▶ **Data for the task**:
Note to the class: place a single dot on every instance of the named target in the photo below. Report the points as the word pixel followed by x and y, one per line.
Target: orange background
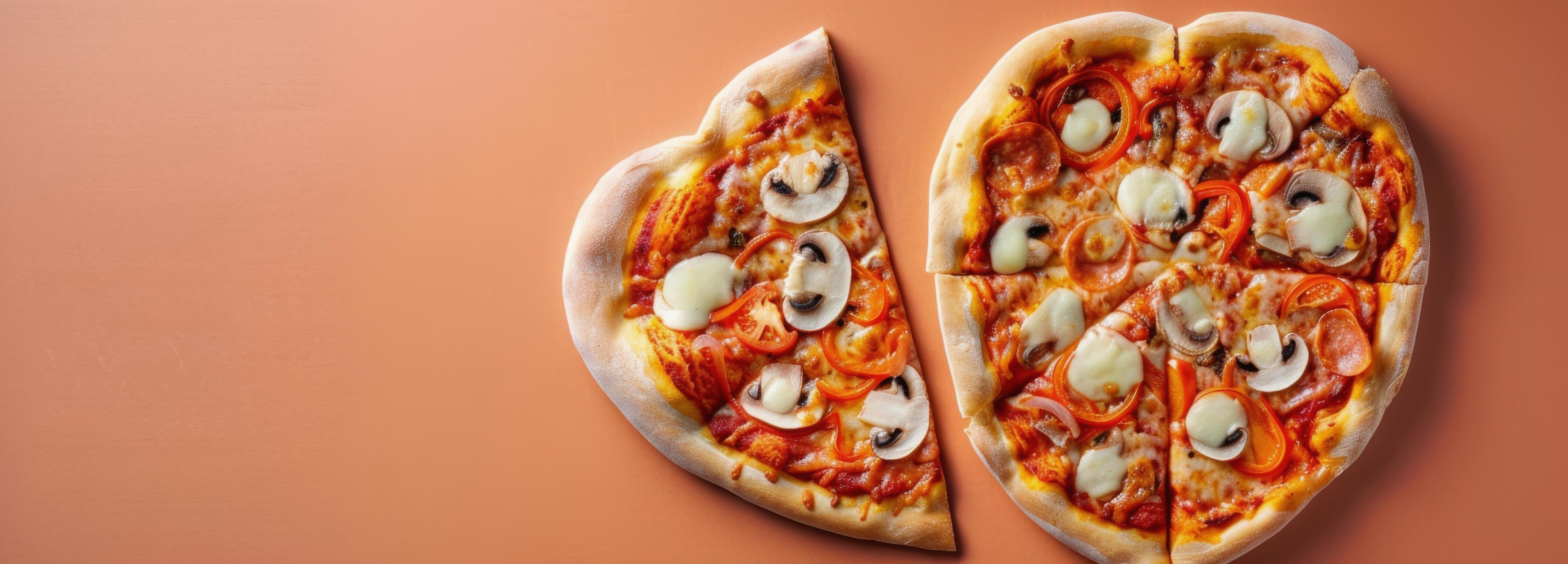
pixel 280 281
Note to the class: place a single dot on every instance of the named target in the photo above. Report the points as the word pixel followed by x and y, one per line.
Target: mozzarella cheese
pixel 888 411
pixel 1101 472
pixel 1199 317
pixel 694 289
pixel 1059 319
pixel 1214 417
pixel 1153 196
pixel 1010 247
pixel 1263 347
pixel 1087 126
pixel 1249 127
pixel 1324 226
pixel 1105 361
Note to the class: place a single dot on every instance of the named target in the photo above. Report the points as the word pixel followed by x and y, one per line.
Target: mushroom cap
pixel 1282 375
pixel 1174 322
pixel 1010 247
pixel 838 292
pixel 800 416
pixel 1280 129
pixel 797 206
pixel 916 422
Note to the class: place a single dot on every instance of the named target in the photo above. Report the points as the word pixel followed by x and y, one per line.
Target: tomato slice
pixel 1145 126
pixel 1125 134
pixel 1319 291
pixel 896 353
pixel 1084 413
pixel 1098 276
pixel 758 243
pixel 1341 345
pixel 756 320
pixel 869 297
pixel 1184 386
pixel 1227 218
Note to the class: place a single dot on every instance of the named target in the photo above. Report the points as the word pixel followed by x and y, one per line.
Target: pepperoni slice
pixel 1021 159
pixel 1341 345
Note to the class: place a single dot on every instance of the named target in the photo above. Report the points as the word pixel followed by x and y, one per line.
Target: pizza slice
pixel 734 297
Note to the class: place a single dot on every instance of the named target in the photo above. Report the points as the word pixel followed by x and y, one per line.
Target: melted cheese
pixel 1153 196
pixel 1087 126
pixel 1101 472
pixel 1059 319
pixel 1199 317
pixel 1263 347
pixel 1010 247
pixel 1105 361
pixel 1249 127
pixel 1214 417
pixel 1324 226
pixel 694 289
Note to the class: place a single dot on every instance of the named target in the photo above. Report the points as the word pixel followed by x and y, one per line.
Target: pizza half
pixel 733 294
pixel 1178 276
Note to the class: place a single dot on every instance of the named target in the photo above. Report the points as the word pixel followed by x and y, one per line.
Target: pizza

▶ **Aim**:
Images must not appear in the copy; reproduce everything else in the records verbatim.

▶ **Finished task**:
Note to the class: place a single dot on every instance of the named target in the photo below. Report the points as the word pixel followed by x and y, one per line.
Target: orange background
pixel 280 281
Note to the class: place a single dot on every instance of the named target in the photo above. Report the points as the word pixel followed by x and y, one per line.
Target: mozzarella cheese
pixel 888 411
pixel 1101 472
pixel 1199 317
pixel 694 289
pixel 1059 319
pixel 1214 417
pixel 1153 196
pixel 1010 247
pixel 1263 347
pixel 1087 126
pixel 1249 127
pixel 1324 226
pixel 1105 361
Note to the class: place a single dot on every instance of the named target in the photo above. Report the points as the word pixel followed by x and y, one per line.
Target: mushroom cap
pixel 1282 375
pixel 1174 322
pixel 1010 247
pixel 838 292
pixel 800 416
pixel 1280 129
pixel 797 206
pixel 916 422
Note to the class: place a single dot on every instance of the named target in the photo above. Report the points as the word pixel followed by x and y, one per line.
Target: tomato slice
pixel 1145 126
pixel 1125 134
pixel 1319 291
pixel 896 353
pixel 1084 413
pixel 1098 276
pixel 758 243
pixel 1341 345
pixel 756 320
pixel 869 297
pixel 1184 386
pixel 1227 218
Note to the class: place a single dot on every instance of the named target in the photo above. Report the points as the word pixel followed by x and y, one per line.
Target: pepperoni slice
pixel 1021 159
pixel 1341 345
Note to the class: place a single dot on every instance of the named target in the photo above. Report the points as the word pixel followed by x and y, one per line.
Target: pizza slice
pixel 734 297
Note to the class: place a single dot on every instance of the named target in the photo above. Report the points as the word pixel followed by x and y, one per line.
Target: melted cheese
pixel 1153 196
pixel 1087 126
pixel 1101 472
pixel 1059 319
pixel 1199 317
pixel 1263 347
pixel 1010 247
pixel 1105 361
pixel 1249 127
pixel 1214 417
pixel 1324 226
pixel 694 289
Note to the class: place a single dot on every instance of the named target in the photo above. Report the points as the word pixel followed by x and y, one per line.
Target: pizza half
pixel 733 294
pixel 1178 276
Note to the class: place a single dot on every instance of the named target in the photo above. Report the points as the word pixel followed by x and y, one per line.
Target: pizza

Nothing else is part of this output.